▶ [Aim of the exercise]: Transcribe each line exactly.

[start Excerpted records]

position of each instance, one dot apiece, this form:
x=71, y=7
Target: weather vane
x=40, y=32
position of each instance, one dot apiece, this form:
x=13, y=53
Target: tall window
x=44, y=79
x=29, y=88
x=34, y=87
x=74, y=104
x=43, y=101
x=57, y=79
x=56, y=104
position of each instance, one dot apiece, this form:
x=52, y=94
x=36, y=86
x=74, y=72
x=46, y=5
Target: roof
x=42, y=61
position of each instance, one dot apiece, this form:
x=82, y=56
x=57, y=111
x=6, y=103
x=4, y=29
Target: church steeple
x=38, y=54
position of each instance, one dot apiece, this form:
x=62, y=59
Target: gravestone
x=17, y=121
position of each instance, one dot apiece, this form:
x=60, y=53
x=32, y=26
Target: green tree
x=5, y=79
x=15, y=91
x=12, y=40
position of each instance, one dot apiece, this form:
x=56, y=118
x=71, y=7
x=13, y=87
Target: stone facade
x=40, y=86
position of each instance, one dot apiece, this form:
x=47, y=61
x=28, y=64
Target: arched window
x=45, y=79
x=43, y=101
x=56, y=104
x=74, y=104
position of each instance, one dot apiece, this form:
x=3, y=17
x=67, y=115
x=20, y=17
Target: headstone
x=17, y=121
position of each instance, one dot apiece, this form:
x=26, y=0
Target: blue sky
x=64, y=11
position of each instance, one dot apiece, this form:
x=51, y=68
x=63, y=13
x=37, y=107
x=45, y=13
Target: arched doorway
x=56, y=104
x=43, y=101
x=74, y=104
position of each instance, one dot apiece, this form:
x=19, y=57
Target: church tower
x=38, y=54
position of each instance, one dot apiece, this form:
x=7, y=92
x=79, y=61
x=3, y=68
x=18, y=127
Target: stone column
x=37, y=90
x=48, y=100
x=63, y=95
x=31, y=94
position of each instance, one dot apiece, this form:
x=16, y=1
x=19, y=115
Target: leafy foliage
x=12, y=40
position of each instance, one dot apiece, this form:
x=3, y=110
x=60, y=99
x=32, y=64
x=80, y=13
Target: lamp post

[end Excerpted records]

▶ [Task output]:
position of each instance, one dot apiece, this form:
x=71, y=7
Target: weather vane
x=40, y=32
position of each instance, one dot apiece, this form:
x=13, y=53
Target: tall window
x=44, y=79
x=29, y=88
x=34, y=87
x=74, y=104
x=43, y=101
x=57, y=79
x=56, y=104
position of each instance, one dot apiece, this form:
x=52, y=94
x=36, y=86
x=74, y=72
x=46, y=5
Target: roof
x=42, y=61
position of each instance, one dot apiece, this form:
x=82, y=56
x=57, y=111
x=6, y=103
x=4, y=29
Target: church steeple
x=38, y=54
position of each instance, one dot apiece, this form:
x=62, y=59
Target: gravestone
x=17, y=121
position of each instance, one dot apiece, this form:
x=60, y=53
x=32, y=26
Target: green tree
x=5, y=79
x=15, y=91
x=12, y=40
position of each instance, one dot apiece, this form:
x=56, y=118
x=71, y=7
x=13, y=87
Target: stone facade
x=40, y=86
position of each instance, one dot apiece, this form:
x=47, y=61
x=28, y=64
Target: arched window
x=45, y=79
x=43, y=101
x=56, y=104
x=74, y=104
position of each instance, one dot apiece, this form:
x=3, y=17
x=67, y=115
x=20, y=17
Target: headstone
x=17, y=121
position of each instance, one dot apiece, this form:
x=26, y=0
Target: blue sky
x=64, y=11
position of each instance, one dot apiece, this form:
x=51, y=68
x=63, y=13
x=37, y=107
x=45, y=13
Target: arched doorway
x=56, y=104
x=43, y=101
x=74, y=104
position of each instance, one dot apiece, this form:
x=19, y=57
Target: church tower
x=38, y=54
position of each instance, one dot apiece, this form:
x=7, y=92
x=79, y=61
x=3, y=68
x=18, y=127
Target: stone column
x=37, y=90
x=48, y=100
x=63, y=95
x=31, y=94
position of each instance, one dot apiece, this form:
x=16, y=1
x=19, y=115
Target: leafy foliage
x=12, y=40
position of each instance, one dot apiece, this form:
x=3, y=110
x=60, y=99
x=32, y=64
x=80, y=13
Target: lamp post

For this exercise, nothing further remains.